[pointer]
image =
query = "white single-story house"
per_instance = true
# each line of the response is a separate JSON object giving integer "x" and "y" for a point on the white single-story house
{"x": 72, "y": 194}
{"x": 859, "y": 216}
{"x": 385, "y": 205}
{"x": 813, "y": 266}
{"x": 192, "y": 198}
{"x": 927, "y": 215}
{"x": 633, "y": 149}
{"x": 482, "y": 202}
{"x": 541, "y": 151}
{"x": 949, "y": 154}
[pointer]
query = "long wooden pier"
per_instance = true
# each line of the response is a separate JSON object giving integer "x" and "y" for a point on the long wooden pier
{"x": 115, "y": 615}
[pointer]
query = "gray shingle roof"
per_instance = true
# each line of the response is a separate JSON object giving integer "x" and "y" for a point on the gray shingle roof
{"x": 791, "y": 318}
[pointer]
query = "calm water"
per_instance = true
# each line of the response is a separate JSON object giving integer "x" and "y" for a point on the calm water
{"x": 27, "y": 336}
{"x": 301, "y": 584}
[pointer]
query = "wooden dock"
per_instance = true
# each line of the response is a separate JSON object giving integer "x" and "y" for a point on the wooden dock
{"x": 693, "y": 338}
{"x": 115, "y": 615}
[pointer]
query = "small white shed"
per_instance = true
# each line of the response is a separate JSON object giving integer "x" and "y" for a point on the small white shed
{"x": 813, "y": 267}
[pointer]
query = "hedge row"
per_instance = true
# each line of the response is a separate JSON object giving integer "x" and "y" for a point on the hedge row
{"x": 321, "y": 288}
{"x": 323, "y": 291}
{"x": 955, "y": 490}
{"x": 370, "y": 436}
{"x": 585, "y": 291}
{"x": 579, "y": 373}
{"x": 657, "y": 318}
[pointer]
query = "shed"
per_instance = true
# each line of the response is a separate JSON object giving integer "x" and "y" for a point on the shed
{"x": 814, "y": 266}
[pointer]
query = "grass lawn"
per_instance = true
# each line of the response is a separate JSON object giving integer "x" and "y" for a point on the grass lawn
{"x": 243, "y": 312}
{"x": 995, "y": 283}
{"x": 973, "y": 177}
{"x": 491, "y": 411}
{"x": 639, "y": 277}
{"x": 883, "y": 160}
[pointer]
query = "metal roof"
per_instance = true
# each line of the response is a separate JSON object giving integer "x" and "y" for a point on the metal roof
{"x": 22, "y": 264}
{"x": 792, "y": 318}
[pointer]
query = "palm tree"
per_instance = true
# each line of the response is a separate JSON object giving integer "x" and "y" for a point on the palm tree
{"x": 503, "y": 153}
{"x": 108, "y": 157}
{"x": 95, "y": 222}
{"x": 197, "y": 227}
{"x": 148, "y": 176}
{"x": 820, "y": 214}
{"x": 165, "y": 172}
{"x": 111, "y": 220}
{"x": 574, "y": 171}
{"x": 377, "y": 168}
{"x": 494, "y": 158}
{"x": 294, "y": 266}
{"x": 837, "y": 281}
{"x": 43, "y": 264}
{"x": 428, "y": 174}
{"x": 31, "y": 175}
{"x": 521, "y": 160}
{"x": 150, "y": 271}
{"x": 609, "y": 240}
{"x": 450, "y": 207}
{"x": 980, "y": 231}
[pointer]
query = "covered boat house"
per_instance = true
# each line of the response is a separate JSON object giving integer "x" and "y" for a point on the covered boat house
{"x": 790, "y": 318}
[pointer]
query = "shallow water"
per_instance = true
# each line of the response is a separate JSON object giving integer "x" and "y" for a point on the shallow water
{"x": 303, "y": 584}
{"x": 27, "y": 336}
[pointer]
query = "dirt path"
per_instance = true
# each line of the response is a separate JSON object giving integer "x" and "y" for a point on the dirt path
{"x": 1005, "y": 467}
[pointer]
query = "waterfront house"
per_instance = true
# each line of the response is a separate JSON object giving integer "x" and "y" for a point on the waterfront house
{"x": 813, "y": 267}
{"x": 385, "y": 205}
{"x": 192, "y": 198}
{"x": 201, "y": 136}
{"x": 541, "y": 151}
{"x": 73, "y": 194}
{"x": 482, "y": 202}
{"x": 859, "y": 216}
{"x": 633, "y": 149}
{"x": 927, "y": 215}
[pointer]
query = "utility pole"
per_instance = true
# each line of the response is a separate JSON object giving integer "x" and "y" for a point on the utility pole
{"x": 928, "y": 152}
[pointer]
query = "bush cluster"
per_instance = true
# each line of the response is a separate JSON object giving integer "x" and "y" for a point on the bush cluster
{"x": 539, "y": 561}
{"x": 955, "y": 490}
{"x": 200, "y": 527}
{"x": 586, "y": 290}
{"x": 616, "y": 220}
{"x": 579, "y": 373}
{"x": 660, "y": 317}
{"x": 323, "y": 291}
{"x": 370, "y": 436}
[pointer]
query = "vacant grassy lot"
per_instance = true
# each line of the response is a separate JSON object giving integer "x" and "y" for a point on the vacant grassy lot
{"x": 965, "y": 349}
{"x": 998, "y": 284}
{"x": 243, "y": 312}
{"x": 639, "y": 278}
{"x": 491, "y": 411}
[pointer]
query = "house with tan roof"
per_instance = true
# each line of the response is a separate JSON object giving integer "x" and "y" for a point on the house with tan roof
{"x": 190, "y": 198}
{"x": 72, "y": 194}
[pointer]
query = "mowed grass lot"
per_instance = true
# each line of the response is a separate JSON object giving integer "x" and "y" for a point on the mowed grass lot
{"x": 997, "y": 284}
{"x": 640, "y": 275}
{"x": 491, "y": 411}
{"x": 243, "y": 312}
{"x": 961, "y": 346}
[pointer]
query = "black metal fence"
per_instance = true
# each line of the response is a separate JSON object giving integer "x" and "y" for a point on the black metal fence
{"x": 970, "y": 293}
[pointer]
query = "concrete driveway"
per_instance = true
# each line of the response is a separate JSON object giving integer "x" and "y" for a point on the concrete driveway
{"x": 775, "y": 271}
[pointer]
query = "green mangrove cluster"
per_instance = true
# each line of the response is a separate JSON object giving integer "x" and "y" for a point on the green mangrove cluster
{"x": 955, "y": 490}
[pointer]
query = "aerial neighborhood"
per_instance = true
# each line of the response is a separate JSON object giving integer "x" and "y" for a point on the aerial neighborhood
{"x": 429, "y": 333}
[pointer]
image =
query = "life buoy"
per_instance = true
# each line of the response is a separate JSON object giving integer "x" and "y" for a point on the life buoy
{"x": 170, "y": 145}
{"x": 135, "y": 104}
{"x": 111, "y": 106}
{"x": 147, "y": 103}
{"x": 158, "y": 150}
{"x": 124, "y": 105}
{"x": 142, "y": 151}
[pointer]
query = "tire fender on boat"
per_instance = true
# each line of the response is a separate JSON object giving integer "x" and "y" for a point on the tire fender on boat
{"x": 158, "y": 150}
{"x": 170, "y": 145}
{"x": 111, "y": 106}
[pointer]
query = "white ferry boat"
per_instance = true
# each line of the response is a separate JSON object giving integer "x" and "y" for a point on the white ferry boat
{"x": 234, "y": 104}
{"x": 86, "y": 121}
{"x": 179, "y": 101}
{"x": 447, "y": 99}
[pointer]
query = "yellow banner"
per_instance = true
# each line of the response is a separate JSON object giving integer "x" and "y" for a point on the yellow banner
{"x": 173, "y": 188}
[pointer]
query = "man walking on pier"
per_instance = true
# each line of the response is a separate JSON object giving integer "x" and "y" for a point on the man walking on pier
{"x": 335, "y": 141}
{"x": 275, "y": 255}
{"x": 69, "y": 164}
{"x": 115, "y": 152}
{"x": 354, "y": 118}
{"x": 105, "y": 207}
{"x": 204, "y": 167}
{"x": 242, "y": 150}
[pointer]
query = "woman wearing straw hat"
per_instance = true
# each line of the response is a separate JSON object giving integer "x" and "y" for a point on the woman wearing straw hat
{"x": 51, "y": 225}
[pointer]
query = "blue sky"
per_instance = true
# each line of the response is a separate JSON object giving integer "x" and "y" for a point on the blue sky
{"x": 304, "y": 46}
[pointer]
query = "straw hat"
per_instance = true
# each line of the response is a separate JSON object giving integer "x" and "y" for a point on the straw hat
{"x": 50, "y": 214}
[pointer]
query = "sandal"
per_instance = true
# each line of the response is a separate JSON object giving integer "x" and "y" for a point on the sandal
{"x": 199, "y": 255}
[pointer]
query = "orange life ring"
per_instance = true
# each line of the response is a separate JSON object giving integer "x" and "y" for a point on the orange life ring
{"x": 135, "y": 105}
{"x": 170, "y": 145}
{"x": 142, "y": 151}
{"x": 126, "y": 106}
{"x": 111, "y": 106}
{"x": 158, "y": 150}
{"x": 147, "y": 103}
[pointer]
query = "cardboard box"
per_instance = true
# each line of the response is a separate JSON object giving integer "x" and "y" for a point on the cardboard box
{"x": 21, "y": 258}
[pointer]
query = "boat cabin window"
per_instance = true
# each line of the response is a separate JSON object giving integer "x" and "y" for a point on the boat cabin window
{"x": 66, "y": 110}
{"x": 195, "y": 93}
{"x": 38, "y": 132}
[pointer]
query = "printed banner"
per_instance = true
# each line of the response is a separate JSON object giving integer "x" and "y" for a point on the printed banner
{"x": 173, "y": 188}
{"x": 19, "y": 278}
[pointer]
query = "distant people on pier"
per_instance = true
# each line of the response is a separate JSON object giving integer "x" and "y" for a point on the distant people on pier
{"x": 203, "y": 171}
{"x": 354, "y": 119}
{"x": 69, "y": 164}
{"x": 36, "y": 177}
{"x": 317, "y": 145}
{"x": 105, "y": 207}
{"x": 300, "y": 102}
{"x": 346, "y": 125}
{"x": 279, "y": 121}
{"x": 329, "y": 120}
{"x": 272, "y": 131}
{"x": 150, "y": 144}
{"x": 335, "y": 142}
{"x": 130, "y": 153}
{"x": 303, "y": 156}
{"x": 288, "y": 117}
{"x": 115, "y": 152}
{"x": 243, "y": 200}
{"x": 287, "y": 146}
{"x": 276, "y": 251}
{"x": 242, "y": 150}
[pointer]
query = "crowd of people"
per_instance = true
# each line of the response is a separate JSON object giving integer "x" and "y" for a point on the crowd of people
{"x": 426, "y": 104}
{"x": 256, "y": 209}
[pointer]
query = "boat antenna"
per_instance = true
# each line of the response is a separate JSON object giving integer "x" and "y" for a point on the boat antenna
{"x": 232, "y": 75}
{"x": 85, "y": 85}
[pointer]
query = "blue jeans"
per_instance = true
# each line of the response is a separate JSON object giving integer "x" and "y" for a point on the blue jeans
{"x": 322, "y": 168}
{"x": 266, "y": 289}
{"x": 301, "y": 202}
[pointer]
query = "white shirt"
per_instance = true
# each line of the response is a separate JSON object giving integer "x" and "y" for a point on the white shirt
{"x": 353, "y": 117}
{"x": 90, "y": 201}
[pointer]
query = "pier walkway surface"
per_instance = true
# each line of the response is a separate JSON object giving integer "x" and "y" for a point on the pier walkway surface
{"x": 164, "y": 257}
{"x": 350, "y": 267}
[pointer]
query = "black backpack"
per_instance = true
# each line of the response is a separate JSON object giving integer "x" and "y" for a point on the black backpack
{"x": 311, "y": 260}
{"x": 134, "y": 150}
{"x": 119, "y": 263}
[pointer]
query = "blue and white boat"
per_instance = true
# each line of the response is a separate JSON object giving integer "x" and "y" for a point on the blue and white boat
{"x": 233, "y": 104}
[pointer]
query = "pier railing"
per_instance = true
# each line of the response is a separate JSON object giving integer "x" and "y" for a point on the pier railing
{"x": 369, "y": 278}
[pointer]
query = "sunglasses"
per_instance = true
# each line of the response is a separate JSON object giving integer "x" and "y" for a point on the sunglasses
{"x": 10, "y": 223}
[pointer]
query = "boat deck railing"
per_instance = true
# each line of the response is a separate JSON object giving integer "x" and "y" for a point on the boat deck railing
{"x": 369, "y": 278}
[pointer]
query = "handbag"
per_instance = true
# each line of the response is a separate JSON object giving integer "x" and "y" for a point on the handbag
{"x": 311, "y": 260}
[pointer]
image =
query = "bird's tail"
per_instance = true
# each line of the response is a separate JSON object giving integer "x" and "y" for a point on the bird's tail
____
Find every line above that contains the word "tail", and return each one.

→ **Task response**:
query = "bird's tail"
# each line of the response is a separate JSON object giving integer "x" and "y" for a point on the bird's tail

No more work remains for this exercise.